THE PROBLEM → Copy the records below word for word, from the start of the records through the line that contains "x=521, y=467", with both ends included. Leave the pictures out of your copy.

RECORDS SUPPLIED →
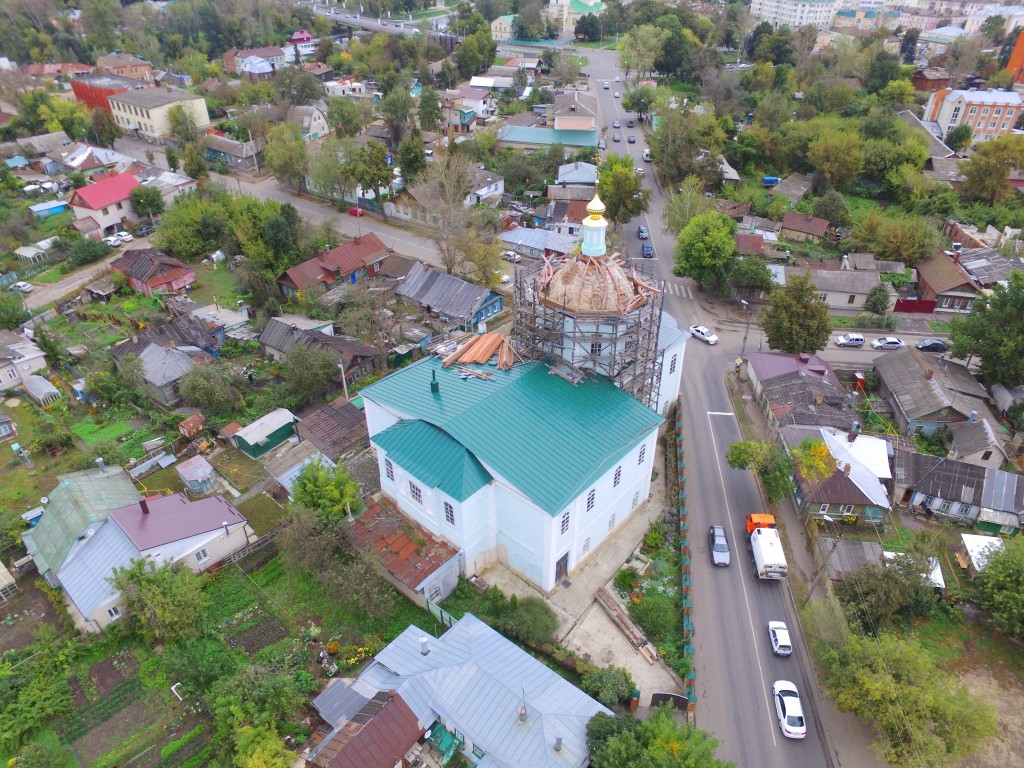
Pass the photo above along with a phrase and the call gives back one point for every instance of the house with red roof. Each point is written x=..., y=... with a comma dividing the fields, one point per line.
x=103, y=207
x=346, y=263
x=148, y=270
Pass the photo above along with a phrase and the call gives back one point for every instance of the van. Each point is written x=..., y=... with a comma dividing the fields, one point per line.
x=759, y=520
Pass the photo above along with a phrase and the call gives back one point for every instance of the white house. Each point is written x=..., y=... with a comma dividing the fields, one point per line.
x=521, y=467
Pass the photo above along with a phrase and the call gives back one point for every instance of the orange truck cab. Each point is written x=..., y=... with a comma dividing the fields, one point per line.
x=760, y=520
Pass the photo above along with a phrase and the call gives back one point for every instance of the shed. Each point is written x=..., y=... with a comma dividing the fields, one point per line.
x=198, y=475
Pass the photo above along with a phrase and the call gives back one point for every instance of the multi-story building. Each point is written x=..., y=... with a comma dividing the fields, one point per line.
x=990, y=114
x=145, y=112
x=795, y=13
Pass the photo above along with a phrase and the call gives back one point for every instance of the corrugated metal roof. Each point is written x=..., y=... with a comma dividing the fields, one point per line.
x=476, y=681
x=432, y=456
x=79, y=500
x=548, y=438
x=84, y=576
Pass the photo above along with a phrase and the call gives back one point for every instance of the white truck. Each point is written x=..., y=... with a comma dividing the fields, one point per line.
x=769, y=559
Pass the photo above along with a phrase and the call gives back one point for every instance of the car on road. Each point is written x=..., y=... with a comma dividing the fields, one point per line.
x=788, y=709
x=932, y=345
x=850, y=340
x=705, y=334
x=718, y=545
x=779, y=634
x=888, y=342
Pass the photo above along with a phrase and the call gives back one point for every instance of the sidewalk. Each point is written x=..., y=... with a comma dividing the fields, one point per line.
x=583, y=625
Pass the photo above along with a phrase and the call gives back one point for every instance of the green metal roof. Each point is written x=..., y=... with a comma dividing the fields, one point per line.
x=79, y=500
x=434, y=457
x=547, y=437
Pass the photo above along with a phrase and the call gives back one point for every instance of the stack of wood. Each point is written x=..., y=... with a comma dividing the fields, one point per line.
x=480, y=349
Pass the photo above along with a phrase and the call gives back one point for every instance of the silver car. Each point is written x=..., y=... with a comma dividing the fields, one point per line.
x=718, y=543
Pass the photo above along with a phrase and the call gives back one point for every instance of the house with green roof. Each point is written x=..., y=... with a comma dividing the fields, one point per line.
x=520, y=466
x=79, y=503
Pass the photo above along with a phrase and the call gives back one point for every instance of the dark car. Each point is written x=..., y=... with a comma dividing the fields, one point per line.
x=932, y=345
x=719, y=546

RESULT →
Pass the photo above along with a phrase and the call gives back one point for every instance of the house with red roof. Each point is written x=..., y=... with a comma dividing the fields, one point per line.
x=103, y=207
x=346, y=263
x=148, y=270
Pass the photo above along with a phrase and the call gives back one point for every instance of the van. Each point is written x=..., y=... with a comma dividing the fields, one point per line.
x=759, y=520
Pass the photo above along with a phrase and the call gives back one point for every instance of the white house. Each point is written x=..., y=... with a comma dividing the fields, one point per line.
x=521, y=467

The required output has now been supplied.